Problem 1:
Pick out each line in the rows that contains the word "black", and copy those lines.

Source passage:
-*-*-

Wednesday, March 25, 2009

Up To My Ears In Wires

Yesterday, I pulled all the entertainment centers apart and hooked them all up again.

What's with that?

Well, our CD player died about two weeks ago. We've been listening to Happy Hour music on a boom box I got for 75 cents at a church sale. A great deal, huh? Well, someone blew the speakers out (no doubt blaring the bass at maximum decibels), so it wasn't a treat to hear our favorite music. So, off we went in search of a new CD player.

We already knew that CD players are hard to come by. (Hell, boom boxes are hard to come by, too--why do you think I bought one at a church sale?) As it happens, PLACES to buy CD players are just as rare. Now that Circuit City is gone, the only "chain" appliance store in the area is Best Buys. Only, when we got there, the shelves were strangely empty. They had floor models of two Sony CD players, but a check with the computer told us they had none in stock and didn't plan to stock them, even though both models won't be discontinued until 2010. "Wanna buy the floor model?" No. "Okay, you can order it online." And pay for shipping. Hmm.

Then we remembered The Stereo Shop. As it happens, we both bought our very first CD players from the Stereo Shop. They had one of the same Sony CD players in stock -- didn't plan to order any more. ("Not a hot item. Most people use their DVD players.") What the heck, we took it. (And $2 cheaper than Best Buy with no shipping charges. To quote my friend Krista from her Diva Dishes blog, "Five Cupcakes!") We bought locally, left a smaller carbon footprint, and had a good product by a good company. (Did I mention my 30 year-old Sony Trititron TV still has a great picture?)

We also had a bad (naughty) DVD player. It doesn't like us. You can fart around for five or more minutes just trying to convince the thing to play a DVD. The only reason to keep it is because it also has a VHS player in it, which plays beautifully. Too bad we play more DVDs than tapes, eh? As it happens, Aldi had a little DVD player on sale for $25. Aha! The answer to all our DVD problems. And, as it's soooooo tiny, I could put it on top of the CD player in my office (the one I bought from The Stereo Shop over 20 years ago and is still going strong). So I unhooked the JVC DVD in my office, opened the box to the new one (I asked the girl at Aldi, "Is this a good brand?" She shrugged and said, "Ya got me, but it's flying outta here like crazy") and hooked it up. (BTW, I never read directions. Why bother?) The thing worked like a charm.

-*-*-

Problem 2:
In the blog post, how much did the boom box bought at the church sale cost?

-*-*-

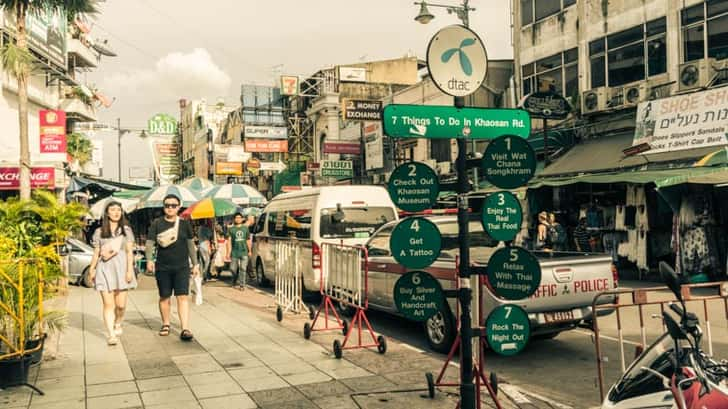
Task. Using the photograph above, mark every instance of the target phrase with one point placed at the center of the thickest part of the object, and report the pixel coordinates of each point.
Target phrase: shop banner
(39, 178)
(267, 146)
(689, 121)
(347, 148)
(52, 131)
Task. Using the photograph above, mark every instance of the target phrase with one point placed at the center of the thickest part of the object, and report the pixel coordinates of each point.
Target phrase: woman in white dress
(112, 267)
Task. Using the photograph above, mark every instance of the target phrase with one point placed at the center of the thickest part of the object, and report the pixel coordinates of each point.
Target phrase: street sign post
(413, 187)
(418, 296)
(513, 273)
(438, 122)
(502, 216)
(415, 242)
(508, 329)
(509, 162)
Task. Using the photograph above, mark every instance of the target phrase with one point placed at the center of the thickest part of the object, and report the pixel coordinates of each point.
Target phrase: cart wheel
(430, 385)
(311, 312)
(307, 330)
(494, 382)
(381, 344)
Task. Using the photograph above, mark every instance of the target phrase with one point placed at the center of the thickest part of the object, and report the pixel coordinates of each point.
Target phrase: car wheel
(260, 275)
(440, 331)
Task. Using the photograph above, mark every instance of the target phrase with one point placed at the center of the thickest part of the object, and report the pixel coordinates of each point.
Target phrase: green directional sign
(414, 186)
(418, 296)
(502, 216)
(508, 329)
(428, 121)
(513, 273)
(509, 162)
(415, 242)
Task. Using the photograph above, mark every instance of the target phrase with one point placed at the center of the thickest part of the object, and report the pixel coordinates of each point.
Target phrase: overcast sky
(172, 49)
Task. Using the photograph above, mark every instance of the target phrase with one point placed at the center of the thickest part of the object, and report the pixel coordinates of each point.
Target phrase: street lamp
(460, 11)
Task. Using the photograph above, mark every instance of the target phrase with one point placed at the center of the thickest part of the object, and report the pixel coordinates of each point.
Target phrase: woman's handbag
(169, 236)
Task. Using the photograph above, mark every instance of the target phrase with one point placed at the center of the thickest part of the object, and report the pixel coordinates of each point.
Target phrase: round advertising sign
(513, 273)
(502, 216)
(415, 242)
(508, 329)
(509, 162)
(413, 187)
(418, 295)
(457, 60)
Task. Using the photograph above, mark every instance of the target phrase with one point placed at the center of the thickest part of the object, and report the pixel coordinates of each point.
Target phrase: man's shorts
(173, 281)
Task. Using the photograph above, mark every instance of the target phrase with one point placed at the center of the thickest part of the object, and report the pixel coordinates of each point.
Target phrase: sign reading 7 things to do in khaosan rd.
(413, 187)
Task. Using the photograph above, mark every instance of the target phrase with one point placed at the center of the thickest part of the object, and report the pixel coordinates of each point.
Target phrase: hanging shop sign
(546, 105)
(265, 132)
(266, 146)
(457, 61)
(509, 162)
(688, 121)
(361, 110)
(52, 131)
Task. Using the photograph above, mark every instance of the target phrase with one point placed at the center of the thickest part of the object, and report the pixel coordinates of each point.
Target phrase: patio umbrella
(208, 208)
(243, 195)
(155, 197)
(197, 184)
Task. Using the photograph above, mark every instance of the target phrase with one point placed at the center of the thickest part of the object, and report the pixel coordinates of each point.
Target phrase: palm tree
(18, 61)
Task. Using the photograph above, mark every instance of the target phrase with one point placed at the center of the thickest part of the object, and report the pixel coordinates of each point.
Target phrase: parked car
(569, 282)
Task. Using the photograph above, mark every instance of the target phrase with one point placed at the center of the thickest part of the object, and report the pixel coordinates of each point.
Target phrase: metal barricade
(652, 301)
(288, 279)
(344, 279)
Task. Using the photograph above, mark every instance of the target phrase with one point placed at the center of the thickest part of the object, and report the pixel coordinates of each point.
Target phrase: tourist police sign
(415, 242)
(413, 187)
(508, 329)
(428, 121)
(509, 162)
(418, 296)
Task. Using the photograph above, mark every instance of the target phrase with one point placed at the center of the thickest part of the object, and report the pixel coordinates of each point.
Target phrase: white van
(326, 214)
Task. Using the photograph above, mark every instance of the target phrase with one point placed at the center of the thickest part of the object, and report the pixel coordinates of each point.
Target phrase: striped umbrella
(155, 197)
(197, 184)
(243, 195)
(209, 208)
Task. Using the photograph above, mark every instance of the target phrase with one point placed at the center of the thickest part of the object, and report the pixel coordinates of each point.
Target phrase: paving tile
(116, 388)
(241, 401)
(166, 382)
(166, 396)
(128, 400)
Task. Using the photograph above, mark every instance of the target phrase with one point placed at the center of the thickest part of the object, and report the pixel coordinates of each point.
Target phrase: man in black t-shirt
(172, 265)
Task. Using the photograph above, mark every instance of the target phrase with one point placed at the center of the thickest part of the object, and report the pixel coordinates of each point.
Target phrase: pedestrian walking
(172, 238)
(112, 267)
(238, 249)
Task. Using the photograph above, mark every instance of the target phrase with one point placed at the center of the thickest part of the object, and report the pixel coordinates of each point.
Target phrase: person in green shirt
(239, 243)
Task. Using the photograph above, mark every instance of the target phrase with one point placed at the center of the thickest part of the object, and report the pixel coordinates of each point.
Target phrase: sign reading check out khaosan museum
(687, 121)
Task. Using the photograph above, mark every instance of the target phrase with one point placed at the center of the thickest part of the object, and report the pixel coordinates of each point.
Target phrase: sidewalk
(241, 358)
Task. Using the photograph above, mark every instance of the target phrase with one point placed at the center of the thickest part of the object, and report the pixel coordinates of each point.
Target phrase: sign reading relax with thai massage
(686, 121)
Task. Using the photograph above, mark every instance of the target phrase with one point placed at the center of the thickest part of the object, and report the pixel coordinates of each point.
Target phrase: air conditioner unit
(696, 74)
(594, 100)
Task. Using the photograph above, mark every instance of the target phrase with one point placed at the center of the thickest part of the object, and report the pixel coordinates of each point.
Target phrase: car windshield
(353, 222)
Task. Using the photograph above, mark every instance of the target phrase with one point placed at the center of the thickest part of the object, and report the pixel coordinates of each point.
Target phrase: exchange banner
(687, 121)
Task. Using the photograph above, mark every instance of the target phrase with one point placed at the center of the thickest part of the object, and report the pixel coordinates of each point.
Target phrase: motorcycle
(674, 372)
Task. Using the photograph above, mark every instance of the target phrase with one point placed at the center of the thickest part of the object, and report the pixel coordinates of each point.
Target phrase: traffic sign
(502, 216)
(418, 296)
(413, 187)
(415, 242)
(435, 122)
(513, 273)
(509, 162)
(457, 61)
(508, 329)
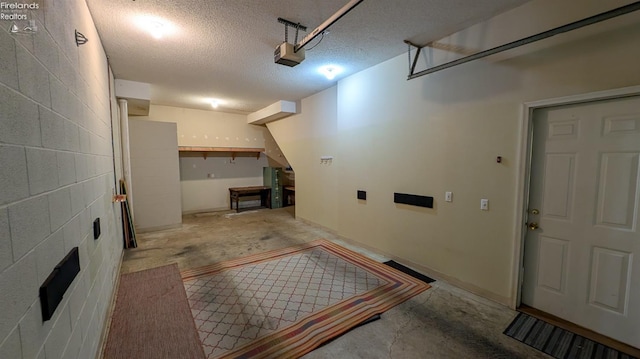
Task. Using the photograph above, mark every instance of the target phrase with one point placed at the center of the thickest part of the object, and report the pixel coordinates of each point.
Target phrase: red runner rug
(151, 318)
(285, 303)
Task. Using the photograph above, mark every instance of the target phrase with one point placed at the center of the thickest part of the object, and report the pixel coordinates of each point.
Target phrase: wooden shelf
(232, 150)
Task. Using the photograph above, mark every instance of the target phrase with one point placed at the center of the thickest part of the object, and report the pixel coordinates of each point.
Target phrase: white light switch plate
(448, 196)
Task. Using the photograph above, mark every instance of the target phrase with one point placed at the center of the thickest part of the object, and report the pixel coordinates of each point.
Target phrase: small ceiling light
(215, 103)
(157, 27)
(330, 71)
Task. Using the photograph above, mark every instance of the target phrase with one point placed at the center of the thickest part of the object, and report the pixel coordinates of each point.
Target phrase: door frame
(523, 178)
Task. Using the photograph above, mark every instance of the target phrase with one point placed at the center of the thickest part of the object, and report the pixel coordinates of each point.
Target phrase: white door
(582, 262)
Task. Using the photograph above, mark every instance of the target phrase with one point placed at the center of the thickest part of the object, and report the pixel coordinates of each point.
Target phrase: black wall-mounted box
(57, 283)
(413, 200)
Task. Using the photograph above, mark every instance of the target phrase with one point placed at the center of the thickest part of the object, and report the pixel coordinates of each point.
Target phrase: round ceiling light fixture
(330, 71)
(155, 26)
(215, 103)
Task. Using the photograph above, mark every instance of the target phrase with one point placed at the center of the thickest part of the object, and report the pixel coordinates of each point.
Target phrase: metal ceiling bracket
(415, 59)
(288, 23)
(623, 10)
(325, 25)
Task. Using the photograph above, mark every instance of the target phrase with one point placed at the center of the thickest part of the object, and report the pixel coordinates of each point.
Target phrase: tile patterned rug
(285, 303)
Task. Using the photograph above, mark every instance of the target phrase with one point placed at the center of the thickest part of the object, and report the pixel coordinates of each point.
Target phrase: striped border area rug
(558, 342)
(285, 303)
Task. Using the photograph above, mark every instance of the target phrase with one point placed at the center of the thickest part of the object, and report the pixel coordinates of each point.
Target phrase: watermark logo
(21, 15)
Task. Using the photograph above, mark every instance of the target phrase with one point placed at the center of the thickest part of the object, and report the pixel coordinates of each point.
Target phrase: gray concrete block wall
(56, 177)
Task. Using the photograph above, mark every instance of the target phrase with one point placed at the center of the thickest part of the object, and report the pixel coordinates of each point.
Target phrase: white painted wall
(201, 193)
(442, 132)
(56, 177)
(217, 129)
(155, 174)
(304, 138)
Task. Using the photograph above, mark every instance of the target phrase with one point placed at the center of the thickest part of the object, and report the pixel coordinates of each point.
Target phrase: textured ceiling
(224, 48)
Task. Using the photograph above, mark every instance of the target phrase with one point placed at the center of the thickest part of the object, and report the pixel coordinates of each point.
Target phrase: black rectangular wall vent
(96, 228)
(57, 283)
(413, 200)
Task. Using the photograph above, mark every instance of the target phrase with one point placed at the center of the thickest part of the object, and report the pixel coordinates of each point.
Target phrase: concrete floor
(442, 322)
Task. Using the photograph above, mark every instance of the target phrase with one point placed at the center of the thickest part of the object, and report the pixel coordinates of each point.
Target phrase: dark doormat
(409, 271)
(558, 342)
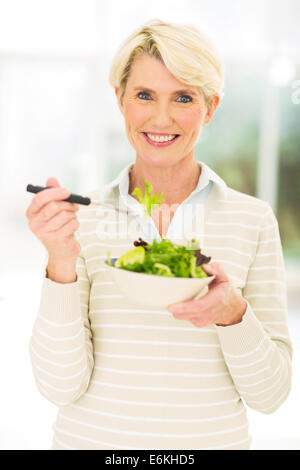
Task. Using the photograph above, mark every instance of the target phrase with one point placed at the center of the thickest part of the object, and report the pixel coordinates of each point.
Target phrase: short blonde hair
(186, 52)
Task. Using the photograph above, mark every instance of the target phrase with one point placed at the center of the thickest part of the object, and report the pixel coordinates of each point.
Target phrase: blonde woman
(129, 377)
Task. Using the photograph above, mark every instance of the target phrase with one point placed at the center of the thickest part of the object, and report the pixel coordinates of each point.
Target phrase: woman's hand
(222, 305)
(53, 221)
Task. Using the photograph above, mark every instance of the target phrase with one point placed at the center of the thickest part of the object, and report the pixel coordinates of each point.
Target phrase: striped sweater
(128, 377)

-*-*-

Task response 1:
Target phrase: man in black t-shirt
Target phrase: black wall-mounted box
Target phrase: black rectangular wall vent

Task response 2:
75 cents.